Task to carry out =>
Begin at the line of the data that contains "of the bald" and stop after the line that contains "Target: bald head", reproducing both lines and everything between them character for character.

◆ ◆ ◆ ◆ ◆ ◆ ◆

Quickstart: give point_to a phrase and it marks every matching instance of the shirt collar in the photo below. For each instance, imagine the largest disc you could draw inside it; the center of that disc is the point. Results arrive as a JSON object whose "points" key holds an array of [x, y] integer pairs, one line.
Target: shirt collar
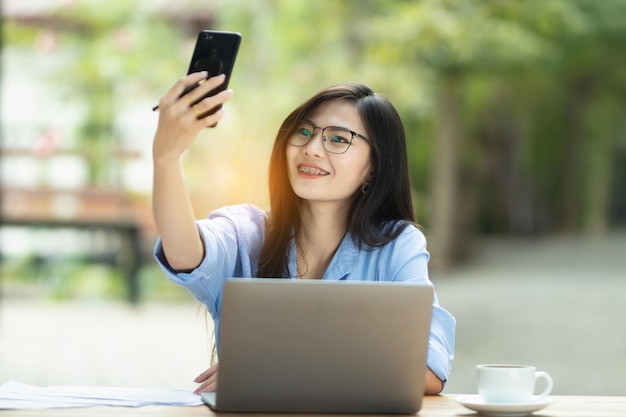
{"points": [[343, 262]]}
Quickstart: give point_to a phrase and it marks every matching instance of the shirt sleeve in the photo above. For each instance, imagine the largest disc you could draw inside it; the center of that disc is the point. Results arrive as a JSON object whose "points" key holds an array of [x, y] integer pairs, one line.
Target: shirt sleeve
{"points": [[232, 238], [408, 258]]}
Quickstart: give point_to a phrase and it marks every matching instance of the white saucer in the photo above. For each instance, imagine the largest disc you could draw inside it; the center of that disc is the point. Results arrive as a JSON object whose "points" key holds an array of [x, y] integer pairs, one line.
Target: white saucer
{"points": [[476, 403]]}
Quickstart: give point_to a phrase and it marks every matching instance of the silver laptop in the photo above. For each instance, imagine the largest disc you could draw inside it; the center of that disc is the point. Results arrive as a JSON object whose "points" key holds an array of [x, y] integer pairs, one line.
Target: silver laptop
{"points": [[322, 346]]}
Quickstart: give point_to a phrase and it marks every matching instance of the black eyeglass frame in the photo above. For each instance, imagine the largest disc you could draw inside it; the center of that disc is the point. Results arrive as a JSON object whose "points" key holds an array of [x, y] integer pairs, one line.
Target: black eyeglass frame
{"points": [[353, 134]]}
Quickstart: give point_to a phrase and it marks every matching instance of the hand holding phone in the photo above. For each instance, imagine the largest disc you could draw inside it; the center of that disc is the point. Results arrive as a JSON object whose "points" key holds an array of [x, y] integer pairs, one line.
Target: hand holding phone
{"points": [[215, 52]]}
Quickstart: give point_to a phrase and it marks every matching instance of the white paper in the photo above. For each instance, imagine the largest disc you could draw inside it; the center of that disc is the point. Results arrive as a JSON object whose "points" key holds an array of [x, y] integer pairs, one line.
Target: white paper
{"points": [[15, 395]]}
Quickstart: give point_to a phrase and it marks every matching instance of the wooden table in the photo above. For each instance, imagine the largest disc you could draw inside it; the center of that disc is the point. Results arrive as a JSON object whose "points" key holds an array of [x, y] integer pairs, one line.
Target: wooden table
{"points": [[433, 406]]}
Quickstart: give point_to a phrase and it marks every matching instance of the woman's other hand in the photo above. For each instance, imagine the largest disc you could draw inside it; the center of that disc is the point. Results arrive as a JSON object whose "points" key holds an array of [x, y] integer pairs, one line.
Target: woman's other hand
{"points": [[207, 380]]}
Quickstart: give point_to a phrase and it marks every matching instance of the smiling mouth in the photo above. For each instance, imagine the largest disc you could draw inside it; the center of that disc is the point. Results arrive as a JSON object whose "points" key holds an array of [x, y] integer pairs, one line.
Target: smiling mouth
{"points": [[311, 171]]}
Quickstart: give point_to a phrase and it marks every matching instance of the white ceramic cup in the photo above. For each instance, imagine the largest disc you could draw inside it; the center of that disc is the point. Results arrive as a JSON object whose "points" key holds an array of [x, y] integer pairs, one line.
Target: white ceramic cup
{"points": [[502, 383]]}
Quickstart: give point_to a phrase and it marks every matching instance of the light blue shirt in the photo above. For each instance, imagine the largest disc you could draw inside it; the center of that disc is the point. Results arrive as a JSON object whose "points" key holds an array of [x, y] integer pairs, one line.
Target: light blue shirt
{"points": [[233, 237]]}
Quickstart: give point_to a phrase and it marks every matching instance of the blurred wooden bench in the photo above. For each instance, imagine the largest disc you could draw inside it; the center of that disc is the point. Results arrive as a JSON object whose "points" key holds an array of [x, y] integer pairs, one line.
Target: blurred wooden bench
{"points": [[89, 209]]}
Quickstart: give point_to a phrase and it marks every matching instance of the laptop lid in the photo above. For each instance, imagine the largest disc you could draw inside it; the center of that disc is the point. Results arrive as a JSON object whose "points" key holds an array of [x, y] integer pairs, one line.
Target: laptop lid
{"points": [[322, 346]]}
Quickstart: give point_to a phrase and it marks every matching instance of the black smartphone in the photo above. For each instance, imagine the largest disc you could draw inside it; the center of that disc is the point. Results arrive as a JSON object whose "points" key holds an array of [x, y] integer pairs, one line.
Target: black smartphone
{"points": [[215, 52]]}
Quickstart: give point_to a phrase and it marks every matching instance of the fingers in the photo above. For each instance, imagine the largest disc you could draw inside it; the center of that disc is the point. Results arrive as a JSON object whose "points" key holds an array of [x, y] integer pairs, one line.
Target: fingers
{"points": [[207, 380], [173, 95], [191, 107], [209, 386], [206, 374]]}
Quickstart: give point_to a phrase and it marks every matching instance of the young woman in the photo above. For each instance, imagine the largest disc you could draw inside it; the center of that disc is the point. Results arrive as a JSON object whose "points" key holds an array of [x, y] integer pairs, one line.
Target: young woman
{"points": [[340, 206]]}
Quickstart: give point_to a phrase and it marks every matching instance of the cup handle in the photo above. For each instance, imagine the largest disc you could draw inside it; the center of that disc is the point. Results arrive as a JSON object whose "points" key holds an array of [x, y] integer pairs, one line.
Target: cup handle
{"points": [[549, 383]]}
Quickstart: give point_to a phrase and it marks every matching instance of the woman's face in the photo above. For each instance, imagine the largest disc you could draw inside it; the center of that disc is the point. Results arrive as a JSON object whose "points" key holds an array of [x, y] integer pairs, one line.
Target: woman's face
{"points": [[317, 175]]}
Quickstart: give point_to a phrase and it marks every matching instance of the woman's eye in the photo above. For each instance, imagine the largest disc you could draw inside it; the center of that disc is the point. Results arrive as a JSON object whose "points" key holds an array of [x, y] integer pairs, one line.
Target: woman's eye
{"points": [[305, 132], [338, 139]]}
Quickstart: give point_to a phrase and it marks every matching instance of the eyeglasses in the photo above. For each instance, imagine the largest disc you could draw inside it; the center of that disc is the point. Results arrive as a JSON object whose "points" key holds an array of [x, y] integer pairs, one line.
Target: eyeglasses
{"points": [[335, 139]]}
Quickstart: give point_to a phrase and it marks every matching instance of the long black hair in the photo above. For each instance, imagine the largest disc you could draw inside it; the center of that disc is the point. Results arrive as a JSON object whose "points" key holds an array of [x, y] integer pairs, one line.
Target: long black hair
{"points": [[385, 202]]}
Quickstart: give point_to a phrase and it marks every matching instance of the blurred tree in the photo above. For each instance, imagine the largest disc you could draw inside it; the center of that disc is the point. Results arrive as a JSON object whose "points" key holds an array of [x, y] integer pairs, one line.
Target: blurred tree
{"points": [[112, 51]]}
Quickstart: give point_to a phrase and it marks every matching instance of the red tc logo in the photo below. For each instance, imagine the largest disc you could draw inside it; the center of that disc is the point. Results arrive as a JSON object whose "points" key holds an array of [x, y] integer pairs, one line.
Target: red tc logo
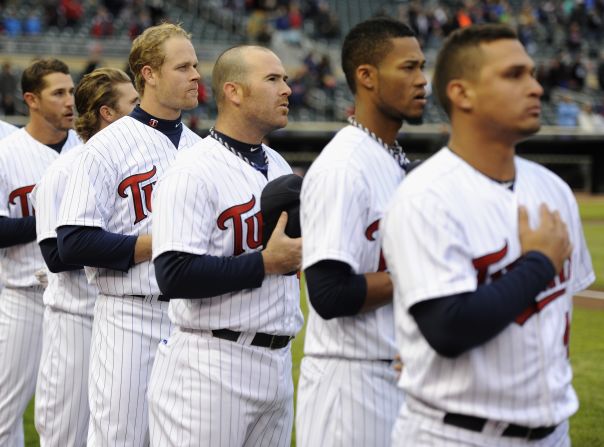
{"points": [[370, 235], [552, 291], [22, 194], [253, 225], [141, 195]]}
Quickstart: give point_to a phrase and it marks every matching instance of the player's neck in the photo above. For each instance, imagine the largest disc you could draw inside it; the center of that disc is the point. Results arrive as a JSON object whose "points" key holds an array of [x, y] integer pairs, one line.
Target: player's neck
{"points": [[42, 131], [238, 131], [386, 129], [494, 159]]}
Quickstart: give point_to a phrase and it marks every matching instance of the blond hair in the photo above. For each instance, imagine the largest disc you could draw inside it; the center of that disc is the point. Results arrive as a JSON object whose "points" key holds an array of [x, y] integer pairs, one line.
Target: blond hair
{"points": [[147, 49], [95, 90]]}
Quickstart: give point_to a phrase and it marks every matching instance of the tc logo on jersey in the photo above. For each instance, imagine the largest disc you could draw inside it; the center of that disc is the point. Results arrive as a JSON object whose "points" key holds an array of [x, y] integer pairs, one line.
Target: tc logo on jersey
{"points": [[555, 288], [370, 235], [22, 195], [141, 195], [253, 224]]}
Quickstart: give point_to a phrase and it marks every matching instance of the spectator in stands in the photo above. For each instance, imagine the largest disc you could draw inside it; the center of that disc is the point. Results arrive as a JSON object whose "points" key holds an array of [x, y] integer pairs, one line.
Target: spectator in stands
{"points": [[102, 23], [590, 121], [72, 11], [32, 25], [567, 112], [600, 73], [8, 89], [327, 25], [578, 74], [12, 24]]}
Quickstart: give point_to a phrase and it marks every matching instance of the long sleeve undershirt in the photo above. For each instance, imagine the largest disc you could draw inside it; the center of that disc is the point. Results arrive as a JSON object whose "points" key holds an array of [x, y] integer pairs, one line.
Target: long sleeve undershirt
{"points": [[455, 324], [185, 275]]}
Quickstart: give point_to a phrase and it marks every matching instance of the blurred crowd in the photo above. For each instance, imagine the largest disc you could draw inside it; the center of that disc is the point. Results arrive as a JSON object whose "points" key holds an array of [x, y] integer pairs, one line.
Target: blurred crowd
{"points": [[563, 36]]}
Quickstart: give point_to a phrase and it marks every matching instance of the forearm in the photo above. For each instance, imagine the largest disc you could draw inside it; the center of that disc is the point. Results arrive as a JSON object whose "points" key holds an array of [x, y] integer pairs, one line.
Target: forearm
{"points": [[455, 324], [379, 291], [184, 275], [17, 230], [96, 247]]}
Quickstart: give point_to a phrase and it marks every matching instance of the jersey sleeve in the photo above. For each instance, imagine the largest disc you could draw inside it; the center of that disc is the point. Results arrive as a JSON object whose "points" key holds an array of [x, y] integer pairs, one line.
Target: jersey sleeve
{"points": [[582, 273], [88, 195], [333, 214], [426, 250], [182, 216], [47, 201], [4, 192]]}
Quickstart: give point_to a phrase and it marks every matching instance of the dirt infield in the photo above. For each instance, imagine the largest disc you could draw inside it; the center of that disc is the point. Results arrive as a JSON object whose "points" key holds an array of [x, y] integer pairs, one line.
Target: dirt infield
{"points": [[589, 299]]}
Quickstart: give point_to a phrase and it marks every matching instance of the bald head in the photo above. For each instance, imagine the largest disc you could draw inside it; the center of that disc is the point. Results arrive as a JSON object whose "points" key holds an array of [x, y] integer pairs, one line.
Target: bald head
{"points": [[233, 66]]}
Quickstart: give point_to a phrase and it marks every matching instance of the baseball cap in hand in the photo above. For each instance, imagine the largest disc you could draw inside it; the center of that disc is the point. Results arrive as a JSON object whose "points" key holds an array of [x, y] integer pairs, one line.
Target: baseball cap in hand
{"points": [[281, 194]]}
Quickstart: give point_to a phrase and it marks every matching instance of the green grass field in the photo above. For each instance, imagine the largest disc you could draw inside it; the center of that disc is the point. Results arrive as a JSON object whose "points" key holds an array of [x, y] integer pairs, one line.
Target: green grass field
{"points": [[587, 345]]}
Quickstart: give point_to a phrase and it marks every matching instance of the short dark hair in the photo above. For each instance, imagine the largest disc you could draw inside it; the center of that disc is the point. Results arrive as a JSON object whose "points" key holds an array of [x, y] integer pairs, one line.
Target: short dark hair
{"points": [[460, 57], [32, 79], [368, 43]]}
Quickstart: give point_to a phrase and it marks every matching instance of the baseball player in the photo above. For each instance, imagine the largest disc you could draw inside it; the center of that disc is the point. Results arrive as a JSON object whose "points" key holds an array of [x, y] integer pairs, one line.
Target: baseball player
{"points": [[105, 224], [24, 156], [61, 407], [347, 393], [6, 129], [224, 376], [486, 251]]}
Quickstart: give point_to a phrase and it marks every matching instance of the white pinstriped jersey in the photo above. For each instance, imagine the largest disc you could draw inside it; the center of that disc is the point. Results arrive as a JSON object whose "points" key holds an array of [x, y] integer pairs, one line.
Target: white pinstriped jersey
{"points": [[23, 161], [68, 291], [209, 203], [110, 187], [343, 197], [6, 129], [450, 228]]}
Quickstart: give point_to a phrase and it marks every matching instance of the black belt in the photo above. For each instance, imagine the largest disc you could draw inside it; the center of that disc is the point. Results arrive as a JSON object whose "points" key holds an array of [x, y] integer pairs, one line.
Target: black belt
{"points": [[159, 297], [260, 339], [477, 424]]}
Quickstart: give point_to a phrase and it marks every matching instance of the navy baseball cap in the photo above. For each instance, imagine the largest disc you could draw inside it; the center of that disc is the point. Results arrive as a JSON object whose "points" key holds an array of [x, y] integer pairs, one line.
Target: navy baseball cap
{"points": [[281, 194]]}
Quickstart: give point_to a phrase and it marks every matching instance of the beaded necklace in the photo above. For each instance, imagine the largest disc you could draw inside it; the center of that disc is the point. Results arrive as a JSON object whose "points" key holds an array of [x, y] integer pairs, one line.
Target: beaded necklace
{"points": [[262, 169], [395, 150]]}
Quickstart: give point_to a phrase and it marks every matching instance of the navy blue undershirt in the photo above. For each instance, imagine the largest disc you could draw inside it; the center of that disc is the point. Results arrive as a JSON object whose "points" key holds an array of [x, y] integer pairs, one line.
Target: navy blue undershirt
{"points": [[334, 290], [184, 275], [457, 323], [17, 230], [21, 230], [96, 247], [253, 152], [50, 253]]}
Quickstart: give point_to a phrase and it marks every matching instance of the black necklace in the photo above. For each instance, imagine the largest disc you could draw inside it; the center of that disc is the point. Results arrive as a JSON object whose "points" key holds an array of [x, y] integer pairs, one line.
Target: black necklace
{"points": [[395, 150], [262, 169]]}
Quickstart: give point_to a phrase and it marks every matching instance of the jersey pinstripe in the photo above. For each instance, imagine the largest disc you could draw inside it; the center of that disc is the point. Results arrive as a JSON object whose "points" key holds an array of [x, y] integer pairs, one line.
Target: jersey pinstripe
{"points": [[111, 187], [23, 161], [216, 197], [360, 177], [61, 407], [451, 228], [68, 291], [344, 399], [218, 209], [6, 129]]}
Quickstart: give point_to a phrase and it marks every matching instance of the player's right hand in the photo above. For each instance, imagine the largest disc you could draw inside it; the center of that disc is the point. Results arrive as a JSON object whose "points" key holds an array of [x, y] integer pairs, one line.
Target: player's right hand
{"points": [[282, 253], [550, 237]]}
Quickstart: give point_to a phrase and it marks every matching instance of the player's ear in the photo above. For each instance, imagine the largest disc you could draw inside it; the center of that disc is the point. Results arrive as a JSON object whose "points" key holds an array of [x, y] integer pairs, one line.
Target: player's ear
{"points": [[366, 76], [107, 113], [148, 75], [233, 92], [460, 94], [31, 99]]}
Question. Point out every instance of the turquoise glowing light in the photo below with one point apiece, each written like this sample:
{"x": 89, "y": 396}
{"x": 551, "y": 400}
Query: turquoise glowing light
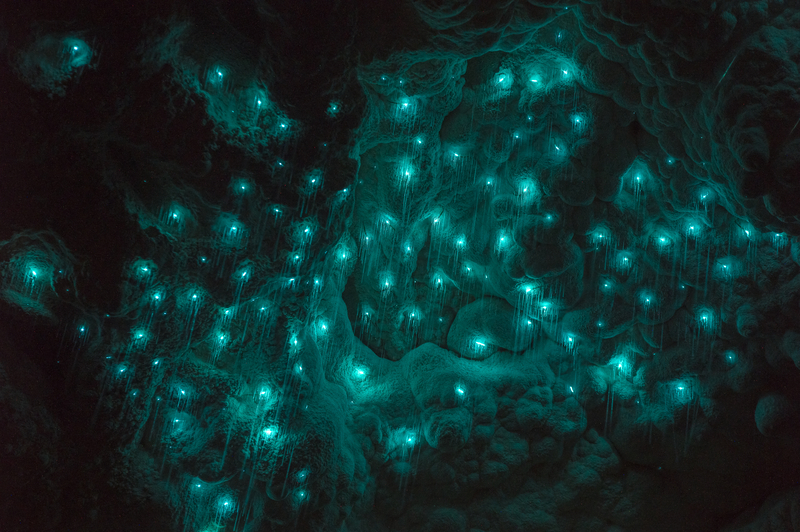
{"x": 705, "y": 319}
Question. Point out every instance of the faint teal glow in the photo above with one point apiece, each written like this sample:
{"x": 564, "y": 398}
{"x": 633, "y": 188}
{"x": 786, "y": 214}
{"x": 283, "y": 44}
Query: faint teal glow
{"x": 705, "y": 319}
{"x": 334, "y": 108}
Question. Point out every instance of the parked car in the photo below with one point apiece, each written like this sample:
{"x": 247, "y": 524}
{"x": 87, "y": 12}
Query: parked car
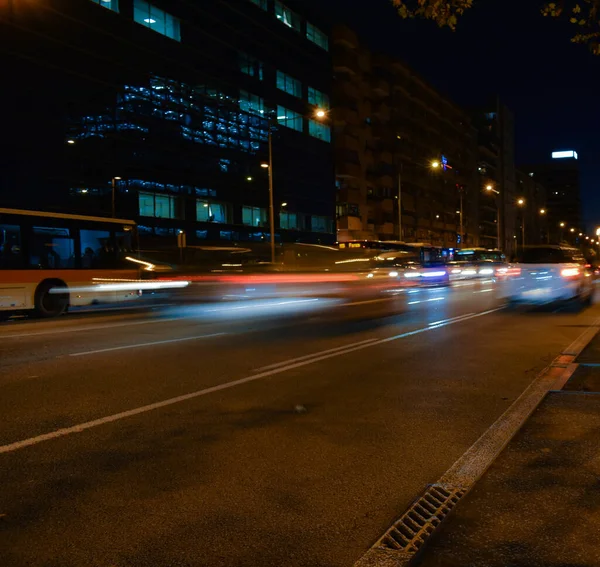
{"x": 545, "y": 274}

◆ ◆ ◆ ◆ ◆ ◆ ◆

The reply =>
Quickstart: give point_to a phrase and it marks every matching instance of the bald head in the photo above. For each instance, imagine the largest disc you could draw inside it; the center of that disc is the point. Results arrive as a JSON object whose "points" key holds an array of [x, y] integer pairs, one line.
Target: bald head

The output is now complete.